> Source material:
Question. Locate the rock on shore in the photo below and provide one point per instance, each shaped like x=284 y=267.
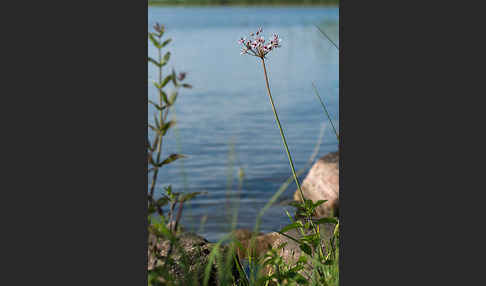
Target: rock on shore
x=322 y=183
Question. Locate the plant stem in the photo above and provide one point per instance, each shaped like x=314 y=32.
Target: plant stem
x=325 y=109
x=282 y=133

> Task: All lines from the one that contains "Target: rock on shore" to the last line above must be given again exactly, with both included and nothing added.

> Your solution:
Target: rock on shore
x=322 y=183
Question. Locate the plant stem in the photo above and provide one point per instance, each shaped like x=314 y=32.
Target: plant stem
x=325 y=109
x=282 y=133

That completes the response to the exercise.